This article is a case study of the effect on two teacher’s practices of introducing dynamic geometry software (DGS) in the context of the strongly embedded culture of rote learning found in Rwandan schools. The aim of the project which led to this article was to enhance teachers’ selfreflection on their teaching towards improving classroom interaction. So the mediating effect of the DGS was aimed at supporting the teachers.
Theoretical framework
My research draws on socio cultural theory and foregrounds learning as mediated action by both social and cultural tools (Wertsch 1991). Lave (1996) argues that learning as it normally occurs is a function of the activity, context and culture in which it occurs (situated learning). Hence learning is a community practice, not an individual enterprise. “Learning is culturally shaped: people develop their understandings of any enterprise from their participation in the community of practice within which that enterprise is practised” (Schoenfeld 1992, p. 22).

- - - - -

Set problem 1: For the text on dynamic geometry software in Rwandan schools, decide whether each statement agrees with it. Answer yes or no for each, and quote the deciding words. (a) The text calls learning an individual enterprise. (b) The DGS was intended to support the teachers. (c) The text says rote learning is only weakly rooted in Rwandan schools.
Set problem 2: Duplicate the stretch from "This article is" through "supporting the teachers." in the text on dynamic geometry software in Rwandan schools.

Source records
- - - - -

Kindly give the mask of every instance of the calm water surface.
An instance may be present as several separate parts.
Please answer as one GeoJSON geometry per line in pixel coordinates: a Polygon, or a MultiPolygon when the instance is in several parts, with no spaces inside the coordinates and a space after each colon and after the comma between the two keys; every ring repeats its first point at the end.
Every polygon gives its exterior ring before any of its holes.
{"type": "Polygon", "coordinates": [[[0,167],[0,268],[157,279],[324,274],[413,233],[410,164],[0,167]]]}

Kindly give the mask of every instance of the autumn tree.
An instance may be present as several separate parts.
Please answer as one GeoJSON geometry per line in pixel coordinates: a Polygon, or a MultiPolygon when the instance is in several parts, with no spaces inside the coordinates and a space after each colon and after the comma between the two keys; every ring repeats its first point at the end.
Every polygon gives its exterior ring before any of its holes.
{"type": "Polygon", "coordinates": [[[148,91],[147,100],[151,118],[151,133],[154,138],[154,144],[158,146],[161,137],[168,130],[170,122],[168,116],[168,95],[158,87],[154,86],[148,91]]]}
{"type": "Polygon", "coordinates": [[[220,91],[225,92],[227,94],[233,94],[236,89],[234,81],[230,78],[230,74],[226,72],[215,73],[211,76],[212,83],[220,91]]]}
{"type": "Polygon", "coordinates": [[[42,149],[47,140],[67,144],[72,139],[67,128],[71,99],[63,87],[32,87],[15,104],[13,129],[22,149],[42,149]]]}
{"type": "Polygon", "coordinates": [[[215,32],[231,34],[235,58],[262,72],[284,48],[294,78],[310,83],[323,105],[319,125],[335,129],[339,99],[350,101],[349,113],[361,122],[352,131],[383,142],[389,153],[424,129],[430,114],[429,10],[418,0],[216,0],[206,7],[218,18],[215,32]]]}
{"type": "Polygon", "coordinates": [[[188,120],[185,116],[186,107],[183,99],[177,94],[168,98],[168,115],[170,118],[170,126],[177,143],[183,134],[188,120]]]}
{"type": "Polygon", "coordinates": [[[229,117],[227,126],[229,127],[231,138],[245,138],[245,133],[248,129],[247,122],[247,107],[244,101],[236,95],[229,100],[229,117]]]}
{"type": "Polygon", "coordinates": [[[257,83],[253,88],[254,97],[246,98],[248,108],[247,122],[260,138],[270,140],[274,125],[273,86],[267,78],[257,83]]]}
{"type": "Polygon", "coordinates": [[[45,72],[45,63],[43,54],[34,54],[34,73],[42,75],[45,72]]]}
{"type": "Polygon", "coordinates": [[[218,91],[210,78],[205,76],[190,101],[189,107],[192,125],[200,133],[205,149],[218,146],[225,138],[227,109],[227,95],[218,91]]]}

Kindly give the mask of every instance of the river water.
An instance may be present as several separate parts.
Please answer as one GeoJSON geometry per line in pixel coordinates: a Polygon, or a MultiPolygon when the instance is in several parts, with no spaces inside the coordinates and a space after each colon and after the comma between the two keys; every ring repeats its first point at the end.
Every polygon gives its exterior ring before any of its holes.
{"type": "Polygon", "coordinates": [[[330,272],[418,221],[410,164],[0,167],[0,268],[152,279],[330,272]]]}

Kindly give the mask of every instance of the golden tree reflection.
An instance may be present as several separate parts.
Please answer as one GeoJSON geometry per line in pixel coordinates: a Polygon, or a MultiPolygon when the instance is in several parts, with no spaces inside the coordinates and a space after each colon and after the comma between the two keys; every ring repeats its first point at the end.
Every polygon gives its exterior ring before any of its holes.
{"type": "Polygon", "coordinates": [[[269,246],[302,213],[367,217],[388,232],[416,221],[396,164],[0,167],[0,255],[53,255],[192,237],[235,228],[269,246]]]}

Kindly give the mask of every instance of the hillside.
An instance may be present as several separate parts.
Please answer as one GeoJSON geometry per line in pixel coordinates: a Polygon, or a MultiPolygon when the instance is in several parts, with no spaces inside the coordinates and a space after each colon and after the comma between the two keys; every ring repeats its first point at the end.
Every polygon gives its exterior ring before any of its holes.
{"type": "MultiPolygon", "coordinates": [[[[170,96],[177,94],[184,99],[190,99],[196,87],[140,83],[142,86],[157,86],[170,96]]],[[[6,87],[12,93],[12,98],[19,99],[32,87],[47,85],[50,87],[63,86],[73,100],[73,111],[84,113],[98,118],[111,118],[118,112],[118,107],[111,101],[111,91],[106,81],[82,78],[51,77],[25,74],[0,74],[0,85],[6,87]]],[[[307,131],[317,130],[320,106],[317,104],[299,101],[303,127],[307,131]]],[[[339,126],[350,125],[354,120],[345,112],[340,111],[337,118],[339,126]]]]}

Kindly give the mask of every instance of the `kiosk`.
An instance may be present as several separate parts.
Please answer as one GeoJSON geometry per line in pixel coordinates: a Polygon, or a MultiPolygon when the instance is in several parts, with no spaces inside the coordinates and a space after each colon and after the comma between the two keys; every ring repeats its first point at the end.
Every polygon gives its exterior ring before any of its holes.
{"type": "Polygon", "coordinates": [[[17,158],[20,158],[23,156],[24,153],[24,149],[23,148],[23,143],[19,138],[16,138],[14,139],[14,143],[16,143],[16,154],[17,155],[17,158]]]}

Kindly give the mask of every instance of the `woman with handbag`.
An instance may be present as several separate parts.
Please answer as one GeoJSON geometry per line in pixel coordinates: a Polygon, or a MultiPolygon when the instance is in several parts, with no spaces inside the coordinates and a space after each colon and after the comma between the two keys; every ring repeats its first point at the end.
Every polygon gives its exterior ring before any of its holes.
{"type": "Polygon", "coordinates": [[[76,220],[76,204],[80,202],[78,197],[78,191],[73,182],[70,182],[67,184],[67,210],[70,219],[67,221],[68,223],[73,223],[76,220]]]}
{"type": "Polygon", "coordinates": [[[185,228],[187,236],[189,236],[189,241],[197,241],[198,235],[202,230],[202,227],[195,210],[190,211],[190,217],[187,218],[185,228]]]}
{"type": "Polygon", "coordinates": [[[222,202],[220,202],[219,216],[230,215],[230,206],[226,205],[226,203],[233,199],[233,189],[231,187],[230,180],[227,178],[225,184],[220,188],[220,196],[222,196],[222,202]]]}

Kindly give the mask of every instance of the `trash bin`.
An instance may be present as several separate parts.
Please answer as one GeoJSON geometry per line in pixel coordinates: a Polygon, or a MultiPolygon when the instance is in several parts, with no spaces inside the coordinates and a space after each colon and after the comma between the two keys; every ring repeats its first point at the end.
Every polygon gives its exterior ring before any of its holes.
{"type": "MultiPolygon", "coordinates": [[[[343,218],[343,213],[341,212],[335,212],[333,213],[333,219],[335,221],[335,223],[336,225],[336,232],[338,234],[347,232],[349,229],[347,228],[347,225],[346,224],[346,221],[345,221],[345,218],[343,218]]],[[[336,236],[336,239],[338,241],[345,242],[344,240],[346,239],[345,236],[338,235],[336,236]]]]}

- - - - -

Exercise result 1:
(a) No: "Hence learning is a community practice, not an individual enterprise."
(b) Yes: "So the mediating effect of the DGS was aimed at supporting the teachers."
(c) No: "the strongly embedded culture of rote learning found in Rwandan schools"

Exercise result 2:
This article is a case study of the effect on two teacher’s practices of introducing dynamic geometry software (DGS) in the context of the strongly embedded culture of rote learning found in Rwandan schools. The aim of the project which led to this article was to enhance teachers’ selfreflection on their teaching towards improving classroom interaction. So the mediating effect of the DGS was aimed at supporting the teachers.